The 18th annual Magic Barrel: A Reading to Fight Hunger is set for Friday, Oct. 21 at Corvallis High School Theatre.
The Magic Barrel is a feast for mind and body. Nine fine local writers will read delectable samples of their work, and there’ll be sweet and savory tidbits from Corvallis’s best chefs and bakers. Suggested donation is $7, but no one will be turned away.
As always, all the money raised at The Magic Barrel goes to Linn Benton Food Share to help alleviate hunger in our community.
The Magic Barrel: A Reading to Fight Hunger has become the mid-Valley’s premier literary event, says Corvallis novelist Rick Borsten. “The format is eight or nine brief readings, moving bang bang bang from one genre to the next,” he said. “I like to call it ‘inter-genre-ational.’ There’s nothing else like it out there. It makes for a lively evening.”

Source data
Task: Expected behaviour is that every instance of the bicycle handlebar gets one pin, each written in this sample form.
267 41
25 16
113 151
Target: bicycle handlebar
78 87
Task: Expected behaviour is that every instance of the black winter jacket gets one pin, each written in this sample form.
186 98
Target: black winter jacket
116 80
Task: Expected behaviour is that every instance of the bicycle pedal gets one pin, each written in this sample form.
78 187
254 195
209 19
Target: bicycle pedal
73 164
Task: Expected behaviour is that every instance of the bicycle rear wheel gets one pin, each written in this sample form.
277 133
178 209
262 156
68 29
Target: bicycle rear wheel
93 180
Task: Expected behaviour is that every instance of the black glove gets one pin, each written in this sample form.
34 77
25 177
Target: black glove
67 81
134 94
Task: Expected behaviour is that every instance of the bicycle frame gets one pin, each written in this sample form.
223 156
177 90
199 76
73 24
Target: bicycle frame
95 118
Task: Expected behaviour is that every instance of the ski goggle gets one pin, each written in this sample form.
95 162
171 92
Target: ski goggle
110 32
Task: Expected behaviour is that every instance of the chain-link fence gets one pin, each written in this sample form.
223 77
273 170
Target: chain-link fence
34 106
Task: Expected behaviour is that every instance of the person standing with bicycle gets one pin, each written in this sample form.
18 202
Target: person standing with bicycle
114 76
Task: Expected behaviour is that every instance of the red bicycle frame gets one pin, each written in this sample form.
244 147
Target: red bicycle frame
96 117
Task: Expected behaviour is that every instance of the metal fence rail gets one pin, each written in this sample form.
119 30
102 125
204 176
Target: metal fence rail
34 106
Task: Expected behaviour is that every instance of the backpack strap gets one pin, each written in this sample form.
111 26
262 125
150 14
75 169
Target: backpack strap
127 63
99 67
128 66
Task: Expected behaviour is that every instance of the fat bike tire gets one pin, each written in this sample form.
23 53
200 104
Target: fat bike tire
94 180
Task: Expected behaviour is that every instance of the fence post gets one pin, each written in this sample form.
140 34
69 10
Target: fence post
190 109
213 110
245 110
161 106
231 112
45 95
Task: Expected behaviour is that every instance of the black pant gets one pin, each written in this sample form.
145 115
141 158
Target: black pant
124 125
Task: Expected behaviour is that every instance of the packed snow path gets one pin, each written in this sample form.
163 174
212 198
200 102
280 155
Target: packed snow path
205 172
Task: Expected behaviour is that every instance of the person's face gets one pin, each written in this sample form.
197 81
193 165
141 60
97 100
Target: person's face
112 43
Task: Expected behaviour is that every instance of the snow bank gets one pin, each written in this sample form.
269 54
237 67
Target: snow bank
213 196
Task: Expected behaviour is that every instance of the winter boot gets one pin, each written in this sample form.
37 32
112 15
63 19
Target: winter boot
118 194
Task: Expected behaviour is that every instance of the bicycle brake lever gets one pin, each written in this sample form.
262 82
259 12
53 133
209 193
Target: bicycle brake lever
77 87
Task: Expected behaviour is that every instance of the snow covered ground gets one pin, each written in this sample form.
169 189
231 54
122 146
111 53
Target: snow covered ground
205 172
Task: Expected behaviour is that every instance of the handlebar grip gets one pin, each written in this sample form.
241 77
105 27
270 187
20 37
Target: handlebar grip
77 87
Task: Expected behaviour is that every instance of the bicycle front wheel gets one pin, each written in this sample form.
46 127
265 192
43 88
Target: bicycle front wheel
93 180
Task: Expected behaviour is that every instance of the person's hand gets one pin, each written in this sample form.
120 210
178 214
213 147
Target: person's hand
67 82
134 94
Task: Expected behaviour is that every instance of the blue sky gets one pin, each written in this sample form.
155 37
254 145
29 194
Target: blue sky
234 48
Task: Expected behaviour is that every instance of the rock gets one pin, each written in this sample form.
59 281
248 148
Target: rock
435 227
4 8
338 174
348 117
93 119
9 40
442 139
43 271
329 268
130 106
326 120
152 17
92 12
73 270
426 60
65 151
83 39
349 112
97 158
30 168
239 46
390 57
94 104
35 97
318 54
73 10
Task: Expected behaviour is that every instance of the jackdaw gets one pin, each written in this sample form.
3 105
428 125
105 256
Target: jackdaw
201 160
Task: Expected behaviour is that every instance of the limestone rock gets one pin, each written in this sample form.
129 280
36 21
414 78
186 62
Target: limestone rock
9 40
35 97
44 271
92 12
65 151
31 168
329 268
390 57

## [GIVEN EXERCISE]
Translate this sentence from the Magic Barrel announcement into Spanish: "As always, all the money raised at The Magic Barrel goes to Linn Benton Food Share to help alleviate hunger in our community."

## [ANSWER FOR THE TASK]
Como siempre, todo el dinero recaudado en The Magic Barrel se destina a Linn Benton Food Share para ayudar a aliviar el hambre en nuestra comunidad.